Gerações de evolução dos direitos fundamentais


PorJeison- Postado em 18 março 2013

Autores: 
SOUZA, Diego Brunno Cardoso de.

 

Para bem discorrer acerca das gerações (ou dimensões, como alguns preferem) de evolução dos direitos fundamentais deve-se dividi-las, ao menos, em três.

 

Cumpre registrar que, hodiernamente, alguns autores ainda fazem alusão a uma quarta e até a uma quinta geração de direitos fundamentais. Estas, no entanto, não serão objeto do presente artigo.

 

1. A primeira geração

 

A primeira geração trata dos direitos individuais. Por volta dos séculos XVI e XVII formulou-se a moderna doutrina dos direitos naturais. Tratava-se de explicar os direitos naturais não mais com base no direito divino e sim como expressão racional do ser humano.

 

Foi a partir do século XVII, com o inglês Thomas Hobbes, que se desenvolveu o chamado modelo do jusnaturalismo moderno. Este modelo já explica o Estado político como expressão racional da vontade dos indivíduos. É a base para influenciar pensadores de diversos pontos de vista políticos e ideológicos, levando à construção do modelo liberal da sociedade e do Estado.

 

Com John Locke desenvolveu-se a teoria da liberdade natural do ser humano. O indivíduo devia limitar sua própria liberdade para defender o valor fundamental da propriedade.

 

Assim, para Locke a verdadeira liberdade decorreria do direito à propriedade. Daí nasce a moderna idéia de cidadão e da relação contratual entre os indivíduos, no qual sua garantias e liberdades eram protegidas pelo poder público.

 

Locke entendia que o direito à propriedade era o direito fundamental do ser humano. É devido a esse direito que os homens cederam parte de sua liberdade para a formação de um Estado-governo. Esse Estado-governo lhe garantiria e protegeria quanto àquele direito.

 

O século XVIII representou o confronto direto com o antigo regime absolutista. Foi o momento das grandes lutas políticas e ideológicas que garantiriam posteriormente as transformações sociais. As declarações de direitos foram também um grande marco desse período.

 

Nesse contexto, influenciado pelas idéias iluministas, Jean-Jacques Rousseau afirmava que existia uma condição humana natural à felicidade, à virtude e à liberdade. Ao contrário de Locke, entendia que é a civilização que limita as condições naturais de felicidade humana.

 

Para Rousseau a propriedade era a fonte da desigualdade humana. Portanto para ele o princípio da igualdade era a condição essencial para o exercício da liberdade.

 

As idéias rousseaunianas se enquadram no contexto da França no século XVIII, no qual a burguesia era uma classe revolucionária que aglutinava em torno de si vários setores populares na luta contra o Antigo Regime.

 

Foi a partir dessas lutas burguesas na Europa contra os Estados absolutistas que surgiram as bases para a instituição formal de um elenco de direitos que seriam considerados fundamentais para o ser humano.

 

Os direitos humanos em sua primeira geração são fruto das lutas da burguesia revolucionária, com base na filosofia iluminista e nas doutrinas liberais, contra o Estado absolutista.

 

            2. A segunda geração

 

            A segunda geração dos direitos humanos trata dos direitos coletivos.

▸ **Dados armazenados**:
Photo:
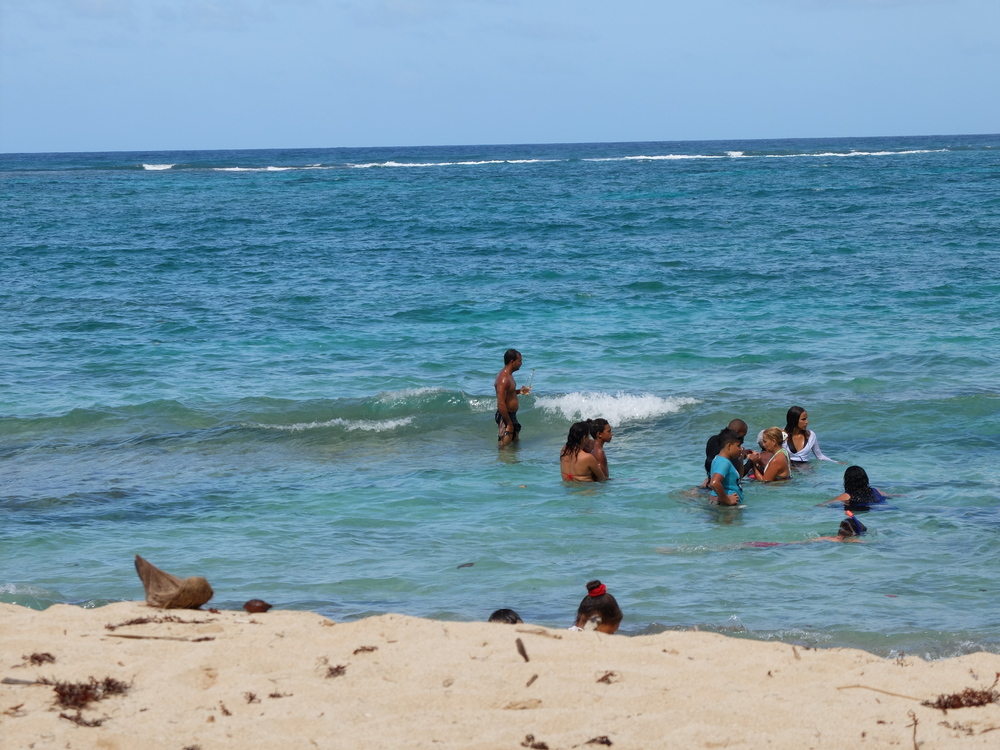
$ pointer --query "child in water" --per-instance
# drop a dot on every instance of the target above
(857, 492)
(598, 608)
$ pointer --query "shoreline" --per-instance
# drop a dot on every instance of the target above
(208, 679)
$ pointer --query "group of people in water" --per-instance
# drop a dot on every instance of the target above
(727, 464)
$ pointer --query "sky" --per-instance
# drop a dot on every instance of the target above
(132, 75)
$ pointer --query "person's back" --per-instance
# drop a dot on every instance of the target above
(714, 444)
(575, 464)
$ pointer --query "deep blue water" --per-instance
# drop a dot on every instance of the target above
(275, 368)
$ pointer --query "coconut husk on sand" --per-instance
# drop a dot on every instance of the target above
(166, 591)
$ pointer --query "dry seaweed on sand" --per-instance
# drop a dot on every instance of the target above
(533, 744)
(80, 694)
(38, 659)
(968, 698)
(155, 621)
(78, 719)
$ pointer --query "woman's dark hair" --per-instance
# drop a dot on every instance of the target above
(728, 437)
(792, 421)
(856, 485)
(603, 605)
(579, 433)
(508, 616)
(597, 426)
(851, 527)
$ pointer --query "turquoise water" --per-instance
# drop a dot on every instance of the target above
(274, 369)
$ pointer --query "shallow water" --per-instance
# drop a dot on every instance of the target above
(274, 369)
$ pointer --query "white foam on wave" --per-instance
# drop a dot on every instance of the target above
(387, 164)
(661, 157)
(368, 425)
(616, 408)
(24, 590)
(744, 155)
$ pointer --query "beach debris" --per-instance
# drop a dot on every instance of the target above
(39, 659)
(914, 725)
(155, 621)
(878, 690)
(166, 591)
(521, 650)
(523, 705)
(162, 637)
(539, 631)
(81, 694)
(78, 719)
(968, 698)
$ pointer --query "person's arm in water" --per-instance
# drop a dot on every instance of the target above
(590, 463)
(715, 484)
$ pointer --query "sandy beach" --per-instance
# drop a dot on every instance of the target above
(209, 679)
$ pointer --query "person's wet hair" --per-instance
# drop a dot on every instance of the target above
(851, 526)
(728, 437)
(579, 434)
(792, 420)
(738, 426)
(508, 616)
(600, 603)
(774, 433)
(856, 485)
(597, 426)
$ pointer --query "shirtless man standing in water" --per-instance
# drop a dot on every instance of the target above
(507, 392)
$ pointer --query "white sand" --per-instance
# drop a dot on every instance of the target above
(434, 684)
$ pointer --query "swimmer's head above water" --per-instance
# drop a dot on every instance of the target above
(850, 527)
(600, 605)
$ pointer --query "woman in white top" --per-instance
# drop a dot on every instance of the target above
(800, 442)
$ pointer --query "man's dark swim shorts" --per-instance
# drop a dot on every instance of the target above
(513, 418)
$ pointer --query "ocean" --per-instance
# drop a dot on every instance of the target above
(275, 369)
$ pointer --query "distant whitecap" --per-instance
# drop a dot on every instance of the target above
(616, 408)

▸ **Tarefas propostas**:
[a] No texto sobre as gerações dos direitos fundamentais, o que Rousseau considerava a fonte da desigualdade humana?
[b] Prossiga o texto sobre as gerações dos direitos fundamentais a partir da última frase apresentada.

▸ **Respostas dadas**:
[a] A propriedade.

[b]
 

Os primeiros setenta anos do século XIX são marcados pela consolidação do Estado liberal e pelo fenomenal desenvolvimento industrial. Também foi um período de grandes conflitos sociais e contradições políticas.

 

A burguesia há muito já tinha deixado de ser revolucionária e se via, agora, ameaçada: de um lado as forças remanescentes do antigo regime e de outro a massa empobrecida que não usufruiu dos benefícios alcançados na luta contra o absolutismo.

 

A consolidação do Estado liberal e do modelo industrial de produção (concentração de mão-de-obra em uma mesma unidade de produção, sob a mesma disciplina interna da fábrica) possibilitou o surgimento de uma nova classe social: o proletariado.

 

Essa nova sociedade do século XIX, aliada às crescentes lutas urbanas protagonizadas pela classe operária, pela burguesia industrial e pelo Estado liberal não-intervencionista, possibilitou o surgimento da crítica social, das idéias socialistas e do sindicalismo.

 

Karl Marx foi o principal pensador da época e analisou as declarações de direitos humanos americana e francesa da seguinte forma: os direitos ali proclamados como universais tinham cunho individualista e expressavam na verdade os anseios da classe que vencera o modelo absolutista. No entanto, tal classe conseguira expressar os sentimentos da ampla maioria do povo.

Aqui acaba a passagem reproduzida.